→ **GEGEVEN TEKST**
De problemen in bladgewassen veroorzaakt door kleine tweevleugeligen, vooral larven van varenrouwmuggen en dansmuggen, evenals door springstaarten namen de afgelopen jaren duidelijk toe. Deze plagen leiden tot vraatschade en/of cosmetische schade en dus opmerkingen bij de keuring van het product. Het wegvallen van enkele breedwerkende (bodem)insecticiden en de klimaatsverandering zullen deze problematiek allicht verergeren. Helaas zijn er heel wat kennishiaten rond schadelijke tweevleugeligen en springstaarten: de soortendiversiteit, de plaagbiologie (overwintering, niches op het bedrijf, voorkomen van te beheersen stadia), het potentieel van commercieel beschikbare biologische bestrijders/middelen, de aanwezigheid en bestrijdend effect van spontaan voorkomende natuurlijke vijanden en het effect van teelttechnieken op de plaagdruk (bijgestuurde irrigatie, vermijden mosgroei, aangepast compostgebruik). Telers van bladgewassen vragen dan ook naar meer kennisopbouw voor de beheersing van deze plagen.
Het doel is het ontwikkelen en implementeren bij telers van bladgewassen onder glas van een geïntegreerde gewasbeschermingsstrategie (IPM) tegen bodemplagen, voornamelijk door varenrouwmuggen, springstaarten en andere tweevleugeligen. Deeldoelstellingen zijn: monitoring en identificatie van de bodemplagen en kennisopbouw rond de plaagbiologie (risicoperiodes, overwintering, vatbare stadia), werkzaamheidsproeven van biologische bestrijders en biologische middelen, en een praktijkproef rond het plaagbevorderend effect van compostbemesting.
Het project bestaat uit vier fasen. In de eerste fase worden verschillende telers samengebracht in een groep om kennis en ervaringen te delen. Deze uitwisselingen helpen om het onderzoek te richten op praktische toepassingen. In een tweede fase wordt de problematiek in kaart gebracht en worden ook de mogelijke natuurlijke vijanden geïdentificeerd.

Records uit de dataset
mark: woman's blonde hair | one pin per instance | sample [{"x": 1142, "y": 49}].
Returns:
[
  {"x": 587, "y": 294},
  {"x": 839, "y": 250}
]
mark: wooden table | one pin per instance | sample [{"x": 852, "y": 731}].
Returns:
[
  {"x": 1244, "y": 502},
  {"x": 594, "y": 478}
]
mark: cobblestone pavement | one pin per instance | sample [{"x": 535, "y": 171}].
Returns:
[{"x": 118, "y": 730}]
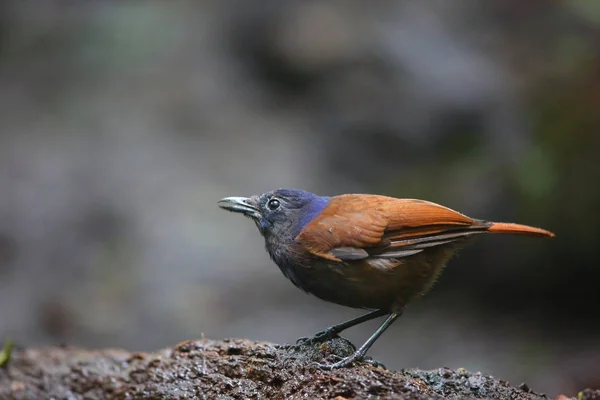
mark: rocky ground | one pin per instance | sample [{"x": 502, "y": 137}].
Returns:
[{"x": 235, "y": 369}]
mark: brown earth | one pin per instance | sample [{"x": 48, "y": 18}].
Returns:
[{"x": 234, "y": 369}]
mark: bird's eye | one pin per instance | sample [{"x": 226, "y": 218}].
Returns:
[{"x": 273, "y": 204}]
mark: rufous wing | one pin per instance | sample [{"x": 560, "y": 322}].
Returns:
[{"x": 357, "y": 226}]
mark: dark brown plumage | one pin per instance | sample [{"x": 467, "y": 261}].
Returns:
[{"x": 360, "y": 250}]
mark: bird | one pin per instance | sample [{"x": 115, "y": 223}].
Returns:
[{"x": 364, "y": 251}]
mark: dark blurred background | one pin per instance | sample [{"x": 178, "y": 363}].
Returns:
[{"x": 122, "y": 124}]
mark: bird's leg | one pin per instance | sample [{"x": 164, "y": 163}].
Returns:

→ **TE BEANTWOORDEN VRAGEN**
(a) Beantwoord de volgende vragen over de tekst over bodemplagen in bladgewassen:
(i) Van welke twee soorten muggen worden de larven genoemd als oorzaak van de problemen?
(ii) Uit hoeveel fasen bestaat het project?
(iii) Wat gebeurt er in de eerste fase van het project?
(b) Neem uit de tekst over bodemplagen in bladgewassen letterlijk het stuk over vanaf "Het doel is" tot en met "natuurlijke vijanden geïdentificeerd.".
De regels zijn voor deze opdrachten niet nodig.

→ **JOUW ANTWOORDEN**
(a)
(i) Van varenrouwmuggen en dansmuggen.
(ii) Uit vier fasen.
(iii) Verschillende telers worden samengebracht in een groep om kennis en ervaringen te delen.

(b)
Het doel is het ontwikkelen en implementeren bij telers van bladgewassen onder glas van een geïntegreerde gewasbeschermingsstrategie (IPM) tegen bodemplagen, voornamelijk door varenrouwmuggen, springstaarten en andere tweevleugeligen. Deeldoelstellingen zijn: monitoring en identificatie van de bodemplagen en kennisopbouw rond de plaagbiologie (risicoperiodes, overwintering, vatbare stadia), werkzaamheidsproeven van biologische bestrijders en biologische middelen, en een praktijkproef rond het plaagbevorderend effect van compostbemesting.
Het project bestaat uit vier fasen. In de eerste fase worden verschillende telers samengebracht in een groep om kennis en ervaringen te delen. Deze uitwisselingen helpen om het onderzoek te richten op praktische toepassingen. In een tweede fase wordt de problematiek in kaart gebracht en worden ook de mogelijke natuurlijke vijanden geïdentificeerd.